● **CHECK YOUR UNDERSTANDING**
[1] In the text on pragmatic language in fragile X premutation carriers, what does the project hope to make possible by understanding the root of language differences in FMR1 conditions? Answer in one to three sentences.
[2] Go on with the text on pragmatic language in fragile X premutation carriers, starting after its final sentence.

● **STUDY TEXT**
■ ■ ■ ■

Mauren was a first-year doctoral student within the Clinical Psychology program at the Northwestern University Feinberg School of Medicine, supervised by Dr. Molly Losh, Northwestern University, Communication Sciences and Disorders.
The Biological Basis of Pragmatic Language in Fragile X Premutation Carriers
Pragmatic language, or how we use language in social contexts like conversations, is a complex language skill that allows us to build relationships and connect with others. Individuals with fragile X syndrome have difficulties with pragmatic language and often, people with the fragile X premutation (PM) have differences in how they use pragmatic language. Despite this, little is understood about the biological and genetic foundations of pragmatic language skills in women with the PM. This project aims to understand how biological factors might influence pragmatic language skills in PM carriers. To do this, we will examine the relationship between FMR1 genetic variation, a measure that indicates how the brain hears and represents sound, and pragmatic language abilities. Through this research, we hope to gain insight into the causes of language differences in FMR1 conditions. By understanding the root of these differences, we may be able to develop target language interventions, as well as investigate the relationship between pragmatics and clinical disorders experienced by many PM carriers such as anxiety and executive function difficulties, ultimately creating a path towards targeted treatment.

■ ■ ■ ■

● **SOURCE MATERIAL**
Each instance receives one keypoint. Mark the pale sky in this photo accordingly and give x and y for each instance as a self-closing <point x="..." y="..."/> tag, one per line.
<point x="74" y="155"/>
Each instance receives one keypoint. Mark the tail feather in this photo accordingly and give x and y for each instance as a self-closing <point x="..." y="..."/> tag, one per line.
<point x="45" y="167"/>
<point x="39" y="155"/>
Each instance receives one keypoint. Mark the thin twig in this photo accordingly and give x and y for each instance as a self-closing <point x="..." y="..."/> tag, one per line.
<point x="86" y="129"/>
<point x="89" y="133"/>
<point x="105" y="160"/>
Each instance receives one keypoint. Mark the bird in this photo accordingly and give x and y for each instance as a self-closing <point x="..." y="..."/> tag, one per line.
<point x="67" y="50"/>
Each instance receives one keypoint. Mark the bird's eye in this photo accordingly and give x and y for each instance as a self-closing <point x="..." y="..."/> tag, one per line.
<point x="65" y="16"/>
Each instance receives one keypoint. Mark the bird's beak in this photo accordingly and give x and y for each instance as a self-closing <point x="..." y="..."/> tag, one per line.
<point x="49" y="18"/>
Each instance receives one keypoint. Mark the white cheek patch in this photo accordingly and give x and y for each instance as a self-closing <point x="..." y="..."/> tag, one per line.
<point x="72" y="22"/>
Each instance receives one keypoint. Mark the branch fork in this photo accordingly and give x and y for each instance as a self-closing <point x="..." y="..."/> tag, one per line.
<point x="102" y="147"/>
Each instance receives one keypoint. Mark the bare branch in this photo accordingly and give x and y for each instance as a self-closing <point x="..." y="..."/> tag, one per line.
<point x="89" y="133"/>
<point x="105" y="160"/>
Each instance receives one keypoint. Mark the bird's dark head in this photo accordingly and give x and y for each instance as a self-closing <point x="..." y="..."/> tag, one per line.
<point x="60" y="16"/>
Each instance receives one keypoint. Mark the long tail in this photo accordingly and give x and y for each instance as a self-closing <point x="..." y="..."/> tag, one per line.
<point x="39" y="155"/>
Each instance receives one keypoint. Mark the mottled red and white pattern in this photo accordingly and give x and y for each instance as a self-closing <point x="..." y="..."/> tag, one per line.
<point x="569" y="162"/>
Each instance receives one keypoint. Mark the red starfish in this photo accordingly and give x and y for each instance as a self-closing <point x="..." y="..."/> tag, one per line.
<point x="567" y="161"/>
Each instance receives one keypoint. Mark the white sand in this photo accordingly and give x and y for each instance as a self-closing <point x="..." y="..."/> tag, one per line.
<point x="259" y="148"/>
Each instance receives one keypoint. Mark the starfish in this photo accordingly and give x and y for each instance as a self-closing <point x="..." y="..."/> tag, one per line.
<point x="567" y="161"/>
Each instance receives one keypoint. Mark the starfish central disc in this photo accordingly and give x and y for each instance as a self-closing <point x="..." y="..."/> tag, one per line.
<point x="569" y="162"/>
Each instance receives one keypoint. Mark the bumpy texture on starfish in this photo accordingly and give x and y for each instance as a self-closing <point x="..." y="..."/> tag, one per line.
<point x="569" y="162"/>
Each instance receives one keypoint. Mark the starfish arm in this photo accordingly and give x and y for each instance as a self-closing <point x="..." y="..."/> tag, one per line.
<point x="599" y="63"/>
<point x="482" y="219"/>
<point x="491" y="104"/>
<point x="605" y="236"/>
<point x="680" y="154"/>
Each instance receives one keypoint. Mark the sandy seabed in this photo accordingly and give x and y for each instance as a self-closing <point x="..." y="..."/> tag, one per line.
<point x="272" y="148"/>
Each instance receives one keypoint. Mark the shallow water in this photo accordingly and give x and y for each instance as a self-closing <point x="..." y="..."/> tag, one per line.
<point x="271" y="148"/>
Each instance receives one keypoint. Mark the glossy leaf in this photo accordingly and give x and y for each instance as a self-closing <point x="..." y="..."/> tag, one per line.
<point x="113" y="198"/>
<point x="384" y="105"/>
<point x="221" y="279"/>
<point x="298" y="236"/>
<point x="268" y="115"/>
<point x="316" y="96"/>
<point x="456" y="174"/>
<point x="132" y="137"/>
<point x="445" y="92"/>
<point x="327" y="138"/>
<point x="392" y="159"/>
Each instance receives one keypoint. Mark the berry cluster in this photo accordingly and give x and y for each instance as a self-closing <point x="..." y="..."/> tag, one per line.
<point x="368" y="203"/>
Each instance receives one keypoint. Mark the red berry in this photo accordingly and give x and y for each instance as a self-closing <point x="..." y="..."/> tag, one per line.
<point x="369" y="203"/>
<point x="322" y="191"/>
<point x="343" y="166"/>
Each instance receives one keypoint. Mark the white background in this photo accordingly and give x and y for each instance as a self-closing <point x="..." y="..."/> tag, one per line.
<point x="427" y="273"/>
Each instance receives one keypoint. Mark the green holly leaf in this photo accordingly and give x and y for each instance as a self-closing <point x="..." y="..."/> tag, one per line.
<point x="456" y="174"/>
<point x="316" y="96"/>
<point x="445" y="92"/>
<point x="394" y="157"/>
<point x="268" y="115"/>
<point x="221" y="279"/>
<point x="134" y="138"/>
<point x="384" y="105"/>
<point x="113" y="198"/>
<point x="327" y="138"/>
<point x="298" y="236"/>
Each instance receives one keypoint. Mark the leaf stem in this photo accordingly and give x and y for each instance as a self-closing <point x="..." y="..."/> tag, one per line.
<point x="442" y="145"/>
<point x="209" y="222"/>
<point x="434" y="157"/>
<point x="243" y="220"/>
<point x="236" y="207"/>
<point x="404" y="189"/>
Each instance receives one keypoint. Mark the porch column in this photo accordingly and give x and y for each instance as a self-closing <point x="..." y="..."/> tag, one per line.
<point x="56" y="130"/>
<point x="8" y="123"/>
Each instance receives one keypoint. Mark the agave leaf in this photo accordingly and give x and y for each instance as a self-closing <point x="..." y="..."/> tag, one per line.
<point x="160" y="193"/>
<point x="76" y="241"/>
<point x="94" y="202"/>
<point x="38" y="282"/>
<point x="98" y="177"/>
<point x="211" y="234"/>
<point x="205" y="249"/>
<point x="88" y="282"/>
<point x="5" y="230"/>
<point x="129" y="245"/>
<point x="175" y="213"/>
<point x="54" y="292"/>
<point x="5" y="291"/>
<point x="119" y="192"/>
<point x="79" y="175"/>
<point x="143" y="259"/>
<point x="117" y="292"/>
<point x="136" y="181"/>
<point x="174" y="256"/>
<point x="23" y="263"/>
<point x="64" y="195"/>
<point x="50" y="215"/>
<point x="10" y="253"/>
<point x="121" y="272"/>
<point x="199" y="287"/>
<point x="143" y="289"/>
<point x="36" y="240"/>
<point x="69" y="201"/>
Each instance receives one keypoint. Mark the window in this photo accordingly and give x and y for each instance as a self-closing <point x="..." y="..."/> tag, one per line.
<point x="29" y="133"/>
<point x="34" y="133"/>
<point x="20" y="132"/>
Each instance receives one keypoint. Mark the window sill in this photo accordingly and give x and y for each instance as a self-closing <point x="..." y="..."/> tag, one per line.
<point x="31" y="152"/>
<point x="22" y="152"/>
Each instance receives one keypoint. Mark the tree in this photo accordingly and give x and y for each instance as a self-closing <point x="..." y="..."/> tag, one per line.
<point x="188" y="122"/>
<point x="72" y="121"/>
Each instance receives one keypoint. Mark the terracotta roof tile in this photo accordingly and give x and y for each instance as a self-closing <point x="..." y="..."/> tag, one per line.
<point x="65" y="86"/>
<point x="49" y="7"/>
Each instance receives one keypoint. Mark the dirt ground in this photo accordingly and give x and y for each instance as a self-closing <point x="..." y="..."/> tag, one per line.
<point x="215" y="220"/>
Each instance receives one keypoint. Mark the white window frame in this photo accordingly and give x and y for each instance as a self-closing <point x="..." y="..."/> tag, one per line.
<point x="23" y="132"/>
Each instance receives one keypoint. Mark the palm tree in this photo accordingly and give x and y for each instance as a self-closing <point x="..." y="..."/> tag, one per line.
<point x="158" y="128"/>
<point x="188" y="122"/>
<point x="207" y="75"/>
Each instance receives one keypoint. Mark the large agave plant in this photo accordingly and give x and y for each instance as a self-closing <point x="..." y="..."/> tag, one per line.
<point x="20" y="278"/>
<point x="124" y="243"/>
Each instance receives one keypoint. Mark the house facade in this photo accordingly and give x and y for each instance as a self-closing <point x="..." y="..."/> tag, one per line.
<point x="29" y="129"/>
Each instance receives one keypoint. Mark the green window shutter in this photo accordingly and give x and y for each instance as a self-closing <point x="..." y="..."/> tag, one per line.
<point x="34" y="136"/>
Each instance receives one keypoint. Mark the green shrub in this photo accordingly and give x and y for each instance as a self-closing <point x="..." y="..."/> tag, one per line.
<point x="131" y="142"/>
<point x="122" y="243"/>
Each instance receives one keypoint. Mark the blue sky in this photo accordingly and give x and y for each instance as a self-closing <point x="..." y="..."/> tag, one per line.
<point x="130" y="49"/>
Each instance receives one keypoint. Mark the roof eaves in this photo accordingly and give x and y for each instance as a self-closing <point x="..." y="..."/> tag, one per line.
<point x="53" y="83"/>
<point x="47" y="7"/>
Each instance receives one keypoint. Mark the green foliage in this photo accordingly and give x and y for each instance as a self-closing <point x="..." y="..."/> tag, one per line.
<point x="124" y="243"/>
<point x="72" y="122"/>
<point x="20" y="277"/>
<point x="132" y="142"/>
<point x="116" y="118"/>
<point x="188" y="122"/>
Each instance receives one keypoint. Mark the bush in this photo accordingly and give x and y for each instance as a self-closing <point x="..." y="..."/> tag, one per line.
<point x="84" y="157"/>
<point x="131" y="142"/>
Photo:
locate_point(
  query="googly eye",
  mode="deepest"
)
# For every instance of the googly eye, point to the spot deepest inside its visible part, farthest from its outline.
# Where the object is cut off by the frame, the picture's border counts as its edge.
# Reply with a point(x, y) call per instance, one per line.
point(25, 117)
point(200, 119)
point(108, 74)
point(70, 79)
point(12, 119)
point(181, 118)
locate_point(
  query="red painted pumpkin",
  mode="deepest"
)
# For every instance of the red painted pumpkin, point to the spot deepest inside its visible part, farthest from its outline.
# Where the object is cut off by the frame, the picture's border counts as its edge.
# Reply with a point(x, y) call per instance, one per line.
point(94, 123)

■ ■ ■ ■

● **RESULTS OF THE TASKS**
[1] Understanding the root of these differences could make it possible to develop targeted language interventions. It could also support study of how pragmatics relates to clinical disorders that many premutation carriers experience, such as anxiety and executive function difficulties. Together these aims point toward targeted treatment.

[2]
In their own words:
“Participating in the National Fragile X Foundation Randi J. Hagerman Summer Scholars Award has been a truly incredible experience. The program has provided me the opportunity to conduct exciting, innovative research investigating the biological bases of social communication abilities in women who carry the FMR1 premutation. Through this work, I have started examining the biological foundations of prosodic synchrony, an important skill involved in social communication, through the novel application of a statistical analysis that incorporates the temporal dynamics of speech. The preliminary results discussed in my presentation show that this methodology may be sensitive in detecting subtle language differences in premutation carriers. This is a vital first step in developing social communication interventions for individuals with FMR1 conditions that the target underlying causes of language difficulties. As I continue to advance this project, I hope to publish my results in an academic journal. Not only has the Randi J. Hagerman Summer Scholars program given me with the opportunity to initiate this exciting project, but it has also provided an important platform to share this research with the Fragile X community. For me, engaging with and sharing my work with the community has been the most rewarding and impactful element of this program. I am so grateful for this experience and am honored to have been selected to participate in the Randi J. Hagerman Summer Scholars program.”